— Try it —
All lines from the one containing "out the car" down to the final line of the entries below: return them exactly.

[Stored data entries]
>>>>>

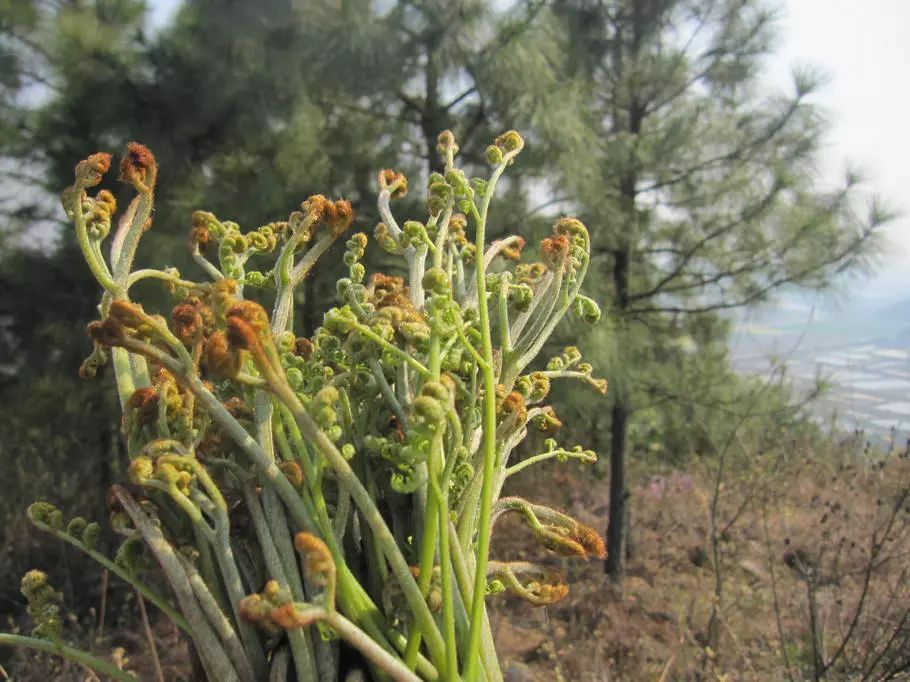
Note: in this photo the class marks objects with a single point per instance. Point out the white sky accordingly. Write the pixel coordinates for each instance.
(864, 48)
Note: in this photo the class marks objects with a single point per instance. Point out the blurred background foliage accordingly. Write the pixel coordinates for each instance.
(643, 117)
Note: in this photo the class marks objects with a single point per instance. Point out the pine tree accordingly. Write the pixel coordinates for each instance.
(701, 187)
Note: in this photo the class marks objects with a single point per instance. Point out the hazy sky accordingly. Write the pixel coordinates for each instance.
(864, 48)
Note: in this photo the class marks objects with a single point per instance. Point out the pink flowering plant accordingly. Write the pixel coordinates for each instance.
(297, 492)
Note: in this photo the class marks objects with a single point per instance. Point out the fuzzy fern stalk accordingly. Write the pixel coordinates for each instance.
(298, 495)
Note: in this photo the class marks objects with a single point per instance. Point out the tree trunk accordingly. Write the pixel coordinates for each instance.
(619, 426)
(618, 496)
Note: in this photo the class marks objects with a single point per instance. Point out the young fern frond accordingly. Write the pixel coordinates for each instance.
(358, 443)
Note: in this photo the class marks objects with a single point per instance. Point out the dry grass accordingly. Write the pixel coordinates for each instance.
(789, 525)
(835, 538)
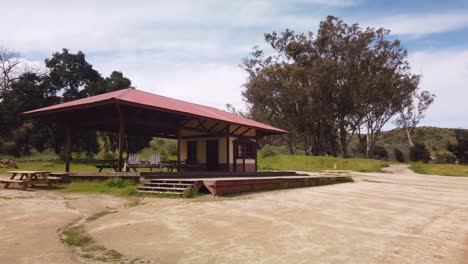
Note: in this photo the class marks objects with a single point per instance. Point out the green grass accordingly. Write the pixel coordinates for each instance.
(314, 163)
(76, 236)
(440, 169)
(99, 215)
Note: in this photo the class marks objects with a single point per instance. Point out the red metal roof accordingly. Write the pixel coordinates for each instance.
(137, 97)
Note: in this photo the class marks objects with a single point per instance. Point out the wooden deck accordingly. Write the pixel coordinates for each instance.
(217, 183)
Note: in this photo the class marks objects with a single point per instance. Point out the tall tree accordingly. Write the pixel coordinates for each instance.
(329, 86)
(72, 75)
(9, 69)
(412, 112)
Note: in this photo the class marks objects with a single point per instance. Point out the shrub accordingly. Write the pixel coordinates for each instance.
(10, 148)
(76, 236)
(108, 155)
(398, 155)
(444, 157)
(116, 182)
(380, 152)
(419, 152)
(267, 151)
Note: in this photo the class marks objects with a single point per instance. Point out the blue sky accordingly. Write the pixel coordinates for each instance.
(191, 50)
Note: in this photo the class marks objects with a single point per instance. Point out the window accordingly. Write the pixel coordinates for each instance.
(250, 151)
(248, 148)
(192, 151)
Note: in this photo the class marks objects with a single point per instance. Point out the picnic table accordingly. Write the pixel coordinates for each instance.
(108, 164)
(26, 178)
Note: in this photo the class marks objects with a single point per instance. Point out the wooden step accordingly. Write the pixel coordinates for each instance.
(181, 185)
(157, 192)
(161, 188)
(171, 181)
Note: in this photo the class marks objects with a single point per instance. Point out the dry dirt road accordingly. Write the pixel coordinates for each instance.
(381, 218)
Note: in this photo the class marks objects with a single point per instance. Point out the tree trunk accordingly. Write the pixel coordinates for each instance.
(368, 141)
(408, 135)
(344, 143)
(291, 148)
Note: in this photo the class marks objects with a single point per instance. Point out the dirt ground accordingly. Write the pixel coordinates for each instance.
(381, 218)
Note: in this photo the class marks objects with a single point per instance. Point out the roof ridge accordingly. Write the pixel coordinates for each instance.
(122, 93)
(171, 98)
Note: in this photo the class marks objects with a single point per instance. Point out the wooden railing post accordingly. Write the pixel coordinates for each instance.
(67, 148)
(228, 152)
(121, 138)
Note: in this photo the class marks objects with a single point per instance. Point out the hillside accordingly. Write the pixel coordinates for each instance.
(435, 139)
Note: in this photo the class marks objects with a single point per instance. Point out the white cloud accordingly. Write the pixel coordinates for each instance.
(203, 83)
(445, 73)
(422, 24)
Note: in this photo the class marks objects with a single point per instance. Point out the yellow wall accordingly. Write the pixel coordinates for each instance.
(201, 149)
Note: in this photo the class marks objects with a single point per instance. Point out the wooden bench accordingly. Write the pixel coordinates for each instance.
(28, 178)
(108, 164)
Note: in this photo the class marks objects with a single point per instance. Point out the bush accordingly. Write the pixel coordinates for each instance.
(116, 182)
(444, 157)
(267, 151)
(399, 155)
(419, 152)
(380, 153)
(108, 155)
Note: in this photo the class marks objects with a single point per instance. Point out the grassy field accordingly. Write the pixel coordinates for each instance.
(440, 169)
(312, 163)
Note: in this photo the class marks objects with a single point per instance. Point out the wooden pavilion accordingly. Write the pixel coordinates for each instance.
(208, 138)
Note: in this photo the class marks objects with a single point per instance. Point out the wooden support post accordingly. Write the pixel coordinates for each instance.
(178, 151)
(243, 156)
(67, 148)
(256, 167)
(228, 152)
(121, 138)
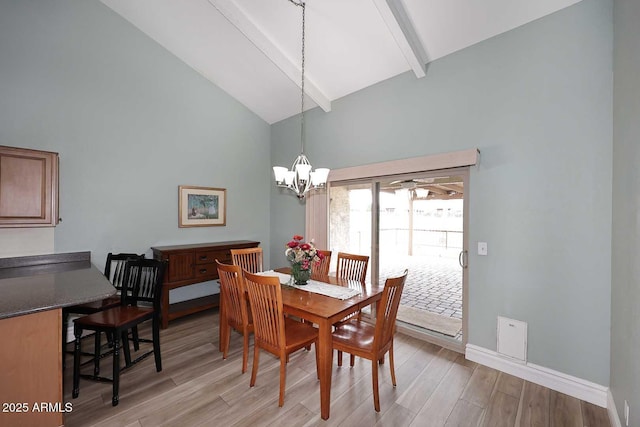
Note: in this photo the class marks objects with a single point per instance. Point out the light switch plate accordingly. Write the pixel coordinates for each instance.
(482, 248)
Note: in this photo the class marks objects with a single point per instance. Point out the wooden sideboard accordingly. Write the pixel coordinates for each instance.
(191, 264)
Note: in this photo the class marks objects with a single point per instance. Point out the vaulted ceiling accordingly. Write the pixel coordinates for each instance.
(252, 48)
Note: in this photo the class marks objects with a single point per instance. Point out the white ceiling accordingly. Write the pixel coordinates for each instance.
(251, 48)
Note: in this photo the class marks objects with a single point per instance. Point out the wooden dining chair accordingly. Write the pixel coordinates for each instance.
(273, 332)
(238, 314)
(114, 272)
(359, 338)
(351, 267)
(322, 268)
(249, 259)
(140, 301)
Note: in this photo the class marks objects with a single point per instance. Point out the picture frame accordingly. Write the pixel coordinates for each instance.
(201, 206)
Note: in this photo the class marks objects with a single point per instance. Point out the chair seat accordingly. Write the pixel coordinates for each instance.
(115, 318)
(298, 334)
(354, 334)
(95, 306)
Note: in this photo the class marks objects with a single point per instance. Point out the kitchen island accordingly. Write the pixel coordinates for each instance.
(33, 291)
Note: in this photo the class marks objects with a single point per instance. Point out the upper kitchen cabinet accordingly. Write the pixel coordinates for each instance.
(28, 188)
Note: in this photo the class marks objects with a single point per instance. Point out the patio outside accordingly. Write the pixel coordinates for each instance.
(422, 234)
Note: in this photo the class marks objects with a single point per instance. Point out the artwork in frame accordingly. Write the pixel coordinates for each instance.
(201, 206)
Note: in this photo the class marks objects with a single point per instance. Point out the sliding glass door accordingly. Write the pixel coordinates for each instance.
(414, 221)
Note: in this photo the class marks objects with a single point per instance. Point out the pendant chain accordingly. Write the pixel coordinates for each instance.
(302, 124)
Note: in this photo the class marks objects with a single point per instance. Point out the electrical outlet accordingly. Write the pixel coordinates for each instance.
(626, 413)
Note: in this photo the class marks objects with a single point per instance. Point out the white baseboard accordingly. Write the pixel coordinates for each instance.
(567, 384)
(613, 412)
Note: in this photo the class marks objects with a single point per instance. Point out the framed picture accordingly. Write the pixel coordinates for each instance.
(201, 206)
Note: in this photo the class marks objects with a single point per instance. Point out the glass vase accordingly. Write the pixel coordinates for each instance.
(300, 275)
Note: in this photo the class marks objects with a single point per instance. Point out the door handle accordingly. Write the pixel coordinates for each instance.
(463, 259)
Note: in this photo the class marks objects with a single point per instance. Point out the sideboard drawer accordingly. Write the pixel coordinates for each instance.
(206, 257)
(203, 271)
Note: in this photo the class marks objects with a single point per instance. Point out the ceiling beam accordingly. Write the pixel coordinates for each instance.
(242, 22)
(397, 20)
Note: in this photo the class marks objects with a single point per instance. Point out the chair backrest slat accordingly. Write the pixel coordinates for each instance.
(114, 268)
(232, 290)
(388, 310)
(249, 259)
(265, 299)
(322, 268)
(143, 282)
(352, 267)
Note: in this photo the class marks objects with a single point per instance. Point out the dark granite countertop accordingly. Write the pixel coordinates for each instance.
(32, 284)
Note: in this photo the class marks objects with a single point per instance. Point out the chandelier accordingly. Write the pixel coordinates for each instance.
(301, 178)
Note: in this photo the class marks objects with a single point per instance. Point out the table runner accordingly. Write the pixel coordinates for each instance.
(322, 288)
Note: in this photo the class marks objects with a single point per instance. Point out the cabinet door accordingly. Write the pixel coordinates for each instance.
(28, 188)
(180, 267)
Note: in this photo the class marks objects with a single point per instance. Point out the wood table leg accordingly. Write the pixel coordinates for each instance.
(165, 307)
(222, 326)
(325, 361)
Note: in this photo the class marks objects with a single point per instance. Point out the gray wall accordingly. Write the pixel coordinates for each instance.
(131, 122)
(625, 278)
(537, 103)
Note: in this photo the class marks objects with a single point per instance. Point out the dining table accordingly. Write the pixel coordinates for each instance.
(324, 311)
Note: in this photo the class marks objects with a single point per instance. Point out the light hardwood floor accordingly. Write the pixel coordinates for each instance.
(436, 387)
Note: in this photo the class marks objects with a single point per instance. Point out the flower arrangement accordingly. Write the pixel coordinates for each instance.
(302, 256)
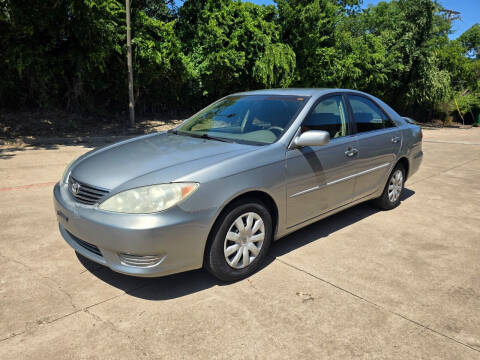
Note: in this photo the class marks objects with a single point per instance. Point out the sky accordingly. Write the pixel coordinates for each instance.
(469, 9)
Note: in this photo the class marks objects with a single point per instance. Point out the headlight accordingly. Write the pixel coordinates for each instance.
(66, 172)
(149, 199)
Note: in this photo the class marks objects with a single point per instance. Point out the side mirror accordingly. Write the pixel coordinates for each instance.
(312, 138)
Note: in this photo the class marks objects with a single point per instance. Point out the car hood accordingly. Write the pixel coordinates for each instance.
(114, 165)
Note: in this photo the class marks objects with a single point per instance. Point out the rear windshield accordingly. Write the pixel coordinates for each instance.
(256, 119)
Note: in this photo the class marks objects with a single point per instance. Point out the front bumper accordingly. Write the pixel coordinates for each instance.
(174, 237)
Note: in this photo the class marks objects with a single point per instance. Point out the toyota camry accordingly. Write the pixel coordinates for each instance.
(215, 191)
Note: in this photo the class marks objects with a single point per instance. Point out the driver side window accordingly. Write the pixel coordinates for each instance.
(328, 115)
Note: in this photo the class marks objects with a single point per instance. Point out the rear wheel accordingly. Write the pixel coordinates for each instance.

<<<<<

— Result of the exercise —
Note: in this photo the class marks objects with a single point per instance. Point out the car hood accordingly. Write the pixel coordinates for each instance.
(114, 165)
Note: in this photo the class marks objects with a single point per instance. Point out the rear windshield accordingly. Write the pixel coordinates for each instance.
(256, 119)
Note: in this photo the class marks objects with a single point per instance. Point out the front bumper accordingly. Write the pixel coordinates for each instance.
(174, 237)
Note: in this photo the class marks objects with a single point per instance. Point out the toyota camry accordingly. Write the pixel coordinates for each instance.
(215, 191)
Note: in this photo the class marks objects with a single point per instance. Point out the driver side window accordingly. Write the pixel coordinates for each instance.
(328, 115)
Note: in this photo the class marks objects with a single point per instance. Point out the rear wheel accordingly. Write the pixel coordinates for each instance.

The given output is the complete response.